Wenn man schönes Wetter geniessen will, fliegt man in den sonnigen Süden und nicht in den hohen Norden.
Eigentlich wollte ich 2017 ja keinen flachen Strassenmarathon laufen. Aber Pläne sind eine Richtschnur und diese sollte man immer gemäss den aktuellen Begebenheiten justieren.
So lief ich in Zürich vor zwei Wochen für meinen Kollegen die 42.195km als Pacemaker auf drei Stunden mit einem 11km Schlusseffort in einer 2:51er Zeit und den Startplatz Ende Herbst für das Abenteuer in Frankfurt beim Mainova Marathon habe ich mir auch schon gesichert. Aufgrund der aktuell guten Form und der enormen Freude am Laufen entschloss ich mich zudem letzten Sonntag spontan zum Haspa Hamburg Marathon zu reisen. Fast 25’000 andere Athleten hatten selbiges Vorhaben. Schön ist es jedoch, dass ich solche Vorhaben kurzfristig in Angriff nehmen kann und nicht mehr jahrelange Aufbauarbeit betreiben muss und konsequent auf die bekannten 12-Wochen Pläne angewiesen bin.
Leider durchkreuzten die Wettervoraussagen und die überraschende Rückkehr des Winters meine Pläne. Wäre ich nicht extra nach Hamburg geflogen, hätte ich mir am Sonntag, dem 23. April 2017 das Rennen bei Regen, Schnee, viel Wind, Kälte und Hagelschauern (!) nicht angetan.

**AUFGABE 1**. Aktualisiere die Datensätze von der Zeile mit „Sports-analytics tagging: mark the small“ bis zum Ende der Datensätze, indem du „bushbuck tail“ durch „antelope tail“ ersetzt und alles andere unverändert lässt.
Der Laufbericht und die Datensätze sind voneinander unabhängiges Material.

Einträge aus einem Satz von Punktannotationen
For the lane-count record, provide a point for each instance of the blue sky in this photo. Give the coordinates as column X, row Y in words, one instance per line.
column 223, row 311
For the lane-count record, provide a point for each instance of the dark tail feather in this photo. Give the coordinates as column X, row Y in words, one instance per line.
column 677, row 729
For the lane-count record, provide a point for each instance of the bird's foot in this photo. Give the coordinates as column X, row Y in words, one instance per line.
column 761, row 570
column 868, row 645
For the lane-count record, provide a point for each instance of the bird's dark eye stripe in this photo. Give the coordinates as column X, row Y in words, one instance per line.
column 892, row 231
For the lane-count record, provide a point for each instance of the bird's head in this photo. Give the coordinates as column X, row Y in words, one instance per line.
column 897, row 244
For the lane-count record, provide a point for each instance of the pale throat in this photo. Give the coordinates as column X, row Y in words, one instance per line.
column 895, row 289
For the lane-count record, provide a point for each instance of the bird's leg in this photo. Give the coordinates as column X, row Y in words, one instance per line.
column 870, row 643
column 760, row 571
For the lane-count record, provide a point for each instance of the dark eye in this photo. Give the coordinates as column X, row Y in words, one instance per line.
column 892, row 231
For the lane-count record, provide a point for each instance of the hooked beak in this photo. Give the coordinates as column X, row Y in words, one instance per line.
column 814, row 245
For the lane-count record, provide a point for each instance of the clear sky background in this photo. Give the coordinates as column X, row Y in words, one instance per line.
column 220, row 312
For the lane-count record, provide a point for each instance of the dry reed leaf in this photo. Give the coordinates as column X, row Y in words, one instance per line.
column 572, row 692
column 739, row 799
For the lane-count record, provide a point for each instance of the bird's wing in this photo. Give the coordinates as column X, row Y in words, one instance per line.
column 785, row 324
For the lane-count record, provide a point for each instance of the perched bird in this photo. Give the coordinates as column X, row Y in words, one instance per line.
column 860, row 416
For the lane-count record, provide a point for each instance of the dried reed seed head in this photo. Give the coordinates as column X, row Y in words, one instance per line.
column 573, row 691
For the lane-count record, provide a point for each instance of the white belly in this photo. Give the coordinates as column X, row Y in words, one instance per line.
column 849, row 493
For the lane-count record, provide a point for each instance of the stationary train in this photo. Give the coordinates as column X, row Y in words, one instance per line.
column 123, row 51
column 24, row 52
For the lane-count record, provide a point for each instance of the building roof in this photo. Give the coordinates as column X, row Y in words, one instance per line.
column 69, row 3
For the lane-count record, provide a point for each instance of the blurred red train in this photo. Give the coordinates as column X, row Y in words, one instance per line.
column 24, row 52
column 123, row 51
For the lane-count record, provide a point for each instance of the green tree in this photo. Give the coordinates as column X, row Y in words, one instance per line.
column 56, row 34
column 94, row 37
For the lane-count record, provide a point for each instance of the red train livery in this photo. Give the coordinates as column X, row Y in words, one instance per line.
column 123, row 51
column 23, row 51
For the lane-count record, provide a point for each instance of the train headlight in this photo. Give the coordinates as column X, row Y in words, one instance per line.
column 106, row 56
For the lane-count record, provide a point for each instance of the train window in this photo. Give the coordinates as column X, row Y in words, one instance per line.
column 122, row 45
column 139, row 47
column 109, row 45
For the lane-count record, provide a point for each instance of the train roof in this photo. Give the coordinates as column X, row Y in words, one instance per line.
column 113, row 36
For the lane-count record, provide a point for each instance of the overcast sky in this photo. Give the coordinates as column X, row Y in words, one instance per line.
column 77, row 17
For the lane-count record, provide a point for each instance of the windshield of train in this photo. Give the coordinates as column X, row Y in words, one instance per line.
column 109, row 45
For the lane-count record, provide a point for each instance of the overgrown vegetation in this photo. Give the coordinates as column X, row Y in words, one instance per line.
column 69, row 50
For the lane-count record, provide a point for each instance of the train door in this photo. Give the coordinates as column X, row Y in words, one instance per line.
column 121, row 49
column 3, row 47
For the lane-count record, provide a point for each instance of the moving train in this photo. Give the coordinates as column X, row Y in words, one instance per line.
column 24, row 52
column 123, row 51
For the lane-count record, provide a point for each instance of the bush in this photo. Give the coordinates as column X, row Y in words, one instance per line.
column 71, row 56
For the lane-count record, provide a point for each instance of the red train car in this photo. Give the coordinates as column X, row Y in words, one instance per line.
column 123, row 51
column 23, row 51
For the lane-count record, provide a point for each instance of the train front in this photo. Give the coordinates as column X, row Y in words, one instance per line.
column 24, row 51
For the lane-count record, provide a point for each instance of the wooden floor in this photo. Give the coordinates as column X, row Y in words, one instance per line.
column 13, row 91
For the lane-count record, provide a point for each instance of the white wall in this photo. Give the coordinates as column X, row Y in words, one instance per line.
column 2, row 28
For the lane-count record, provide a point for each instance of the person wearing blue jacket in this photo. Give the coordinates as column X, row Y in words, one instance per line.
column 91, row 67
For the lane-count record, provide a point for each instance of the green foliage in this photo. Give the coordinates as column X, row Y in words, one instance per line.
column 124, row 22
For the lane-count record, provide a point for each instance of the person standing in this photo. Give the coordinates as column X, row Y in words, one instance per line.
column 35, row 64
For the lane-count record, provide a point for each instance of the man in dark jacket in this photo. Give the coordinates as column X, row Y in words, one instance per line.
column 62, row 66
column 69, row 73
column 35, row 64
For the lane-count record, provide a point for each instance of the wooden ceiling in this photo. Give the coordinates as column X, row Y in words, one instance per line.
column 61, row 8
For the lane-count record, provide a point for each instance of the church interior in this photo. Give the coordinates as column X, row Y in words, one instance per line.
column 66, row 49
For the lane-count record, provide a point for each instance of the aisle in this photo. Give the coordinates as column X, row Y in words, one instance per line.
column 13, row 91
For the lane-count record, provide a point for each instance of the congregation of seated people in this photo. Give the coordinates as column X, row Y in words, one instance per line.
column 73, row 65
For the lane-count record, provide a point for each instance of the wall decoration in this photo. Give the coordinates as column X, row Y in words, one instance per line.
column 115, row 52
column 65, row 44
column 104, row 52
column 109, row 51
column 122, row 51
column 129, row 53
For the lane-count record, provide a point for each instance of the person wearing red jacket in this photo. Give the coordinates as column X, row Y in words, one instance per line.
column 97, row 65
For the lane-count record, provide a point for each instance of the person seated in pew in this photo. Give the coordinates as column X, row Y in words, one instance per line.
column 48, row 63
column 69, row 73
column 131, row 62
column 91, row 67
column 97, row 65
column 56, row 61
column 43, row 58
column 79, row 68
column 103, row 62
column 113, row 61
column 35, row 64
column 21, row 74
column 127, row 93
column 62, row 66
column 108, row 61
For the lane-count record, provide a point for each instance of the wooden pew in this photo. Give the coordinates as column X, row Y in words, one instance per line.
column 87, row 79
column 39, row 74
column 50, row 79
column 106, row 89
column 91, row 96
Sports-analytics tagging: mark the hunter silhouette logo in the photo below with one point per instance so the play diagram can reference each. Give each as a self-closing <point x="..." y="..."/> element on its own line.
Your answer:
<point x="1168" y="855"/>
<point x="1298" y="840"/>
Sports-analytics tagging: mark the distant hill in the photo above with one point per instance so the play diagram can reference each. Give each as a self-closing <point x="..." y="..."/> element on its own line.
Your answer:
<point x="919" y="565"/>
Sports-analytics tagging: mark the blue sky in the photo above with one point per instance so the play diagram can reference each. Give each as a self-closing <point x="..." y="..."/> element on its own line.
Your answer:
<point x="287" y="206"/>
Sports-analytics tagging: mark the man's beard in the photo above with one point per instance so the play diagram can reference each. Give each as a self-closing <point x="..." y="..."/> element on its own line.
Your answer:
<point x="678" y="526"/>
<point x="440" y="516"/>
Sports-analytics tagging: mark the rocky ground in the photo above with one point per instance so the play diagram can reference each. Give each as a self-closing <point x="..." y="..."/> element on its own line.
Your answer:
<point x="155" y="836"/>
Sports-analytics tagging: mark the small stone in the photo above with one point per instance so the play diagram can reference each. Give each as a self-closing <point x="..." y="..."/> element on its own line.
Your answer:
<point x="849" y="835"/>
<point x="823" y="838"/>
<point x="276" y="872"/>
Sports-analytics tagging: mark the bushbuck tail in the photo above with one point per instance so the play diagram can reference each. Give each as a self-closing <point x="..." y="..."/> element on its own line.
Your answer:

**AUFGABE 2**. Gib aus dem Laufbericht den Abschnitt von „Eigentlich wollte ich“ bis „Pläne angewiesen bin.“ wortgetreu wieder.

**ANTWORT 1**.
Sports-analytics tagging: mark the small stone in the photo above with one point per instance so the play diagram can reference each. Give each as a self-closing <point x="..." y="..."/> element on its own line.
Your answer:
<point x="849" y="835"/>
<point x="823" y="838"/>
<point x="276" y="872"/>
Sports-analytics tagging: mark the antelope tail in the photo above with one point per instance so the play diagram can reference each. Give each as a self-closing <point x="..." y="..."/> element on its own line.
Your answer:

**ANTWORT 2**.
Eigentlich wollte ich 2017 ja keinen flachen Strassenmarathon laufen. Aber Pläne sind eine Richtschnur und diese sollte man immer gemäss den aktuellen Begebenheiten justieren.
So lief ich in Zürich vor zwei Wochen für meinen Kollegen die 42.195km als Pacemaker auf drei Stunden mit einem 11km Schlusseffort in einer 2:51er Zeit und den Startplatz Ende Herbst für das Abenteuer in Frankfurt beim Mainova Marathon habe ich mir auch schon gesichert. Aufgrund der aktuell guten Form und der enormen Freude am Laufen entschloss ich mich zudem letzten Sonntag spontan zum Haspa Hamburg Marathon zu reisen. Fast 25’000 andere Athleten hatten selbiges Vorhaben. Schön ist es jedoch, dass ich solche Vorhaben kurzfristig in Angriff nehmen kann und nicht mehr jahrelange Aufbauarbeit betreiben muss und konsequent auf die bekannten 12-Wochen Pläne angewiesen bin.